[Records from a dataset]
-*-

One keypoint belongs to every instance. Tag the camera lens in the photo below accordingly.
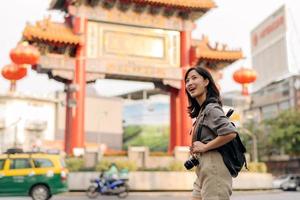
(190, 163)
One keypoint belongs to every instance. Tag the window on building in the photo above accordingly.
(42, 163)
(284, 105)
(22, 163)
(2, 161)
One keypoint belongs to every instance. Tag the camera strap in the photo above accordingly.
(199, 130)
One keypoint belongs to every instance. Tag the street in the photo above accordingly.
(245, 195)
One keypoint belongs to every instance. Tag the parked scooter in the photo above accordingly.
(105, 186)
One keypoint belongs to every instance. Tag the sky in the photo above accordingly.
(230, 23)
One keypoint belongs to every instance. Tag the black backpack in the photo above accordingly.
(233, 153)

-*-

Directions for this task:
Please set down every line of the data above precisely, dropping the images.

Response to this task:
One keypoint belongs to every instance. Tag the camera lens in the photo below accordingly.
(190, 163)
One keypoint belongs to every instance. Tag the window on building in the photo above accordingly.
(42, 163)
(284, 105)
(22, 163)
(2, 161)
One keypoint belongs to every instance. Tag the camera strap in the photo above accordingly.
(199, 130)
One keypoint belongs to every instance. Tag the street in the photo above accordingly.
(245, 195)
One keypoint belongs to every instance. Tag the parked scooter in the photo above accordingly.
(105, 186)
One keypoint belongs to every instance. Tag the sky in the photo above accordingly.
(230, 23)
One keypoint belongs to every instance. Tag the black backpack in the photo above accordingly.
(233, 153)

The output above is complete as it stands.